[DATASET]:
>> begin
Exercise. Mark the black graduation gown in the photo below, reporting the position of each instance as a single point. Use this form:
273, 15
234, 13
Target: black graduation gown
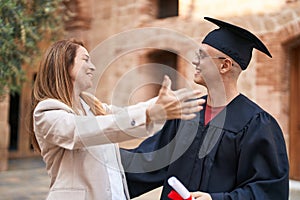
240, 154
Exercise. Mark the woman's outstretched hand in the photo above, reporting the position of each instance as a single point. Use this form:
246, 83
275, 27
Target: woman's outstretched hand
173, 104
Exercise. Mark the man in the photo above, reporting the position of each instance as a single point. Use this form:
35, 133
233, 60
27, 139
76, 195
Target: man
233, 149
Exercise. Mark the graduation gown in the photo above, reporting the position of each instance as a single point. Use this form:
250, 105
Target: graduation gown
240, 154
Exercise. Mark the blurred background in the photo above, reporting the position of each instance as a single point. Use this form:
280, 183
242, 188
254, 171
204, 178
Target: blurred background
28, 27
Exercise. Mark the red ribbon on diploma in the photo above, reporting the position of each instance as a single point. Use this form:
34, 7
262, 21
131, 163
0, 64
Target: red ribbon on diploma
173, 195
>> end
>> begin
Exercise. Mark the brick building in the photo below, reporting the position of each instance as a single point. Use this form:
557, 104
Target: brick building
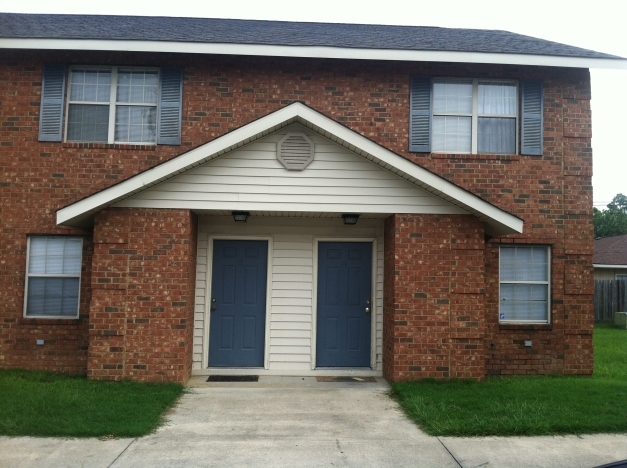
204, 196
>> end
>> begin
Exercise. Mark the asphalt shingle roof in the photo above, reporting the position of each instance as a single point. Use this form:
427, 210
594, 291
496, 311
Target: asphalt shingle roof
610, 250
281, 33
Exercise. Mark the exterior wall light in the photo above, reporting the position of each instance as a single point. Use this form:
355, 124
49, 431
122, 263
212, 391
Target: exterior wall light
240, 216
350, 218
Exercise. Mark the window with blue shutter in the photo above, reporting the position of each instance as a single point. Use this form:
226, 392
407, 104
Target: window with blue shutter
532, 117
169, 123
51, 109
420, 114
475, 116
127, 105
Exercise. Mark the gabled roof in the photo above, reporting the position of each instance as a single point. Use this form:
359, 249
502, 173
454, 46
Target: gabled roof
>> end
[TASK OBJECTIVE]: Copy the listing from the line with "Exercise. Mark the gabled" to the line with "Target: gabled roof", swapping "gabled roof" for "hip roof" and keeping everything else the same.

[SOLVED PROBLEM]:
Exercise. Mark the hip roof in the photo above, reporting the position of each instance as a single point. Use this form:
359, 249
502, 173
454, 46
Target: hip roof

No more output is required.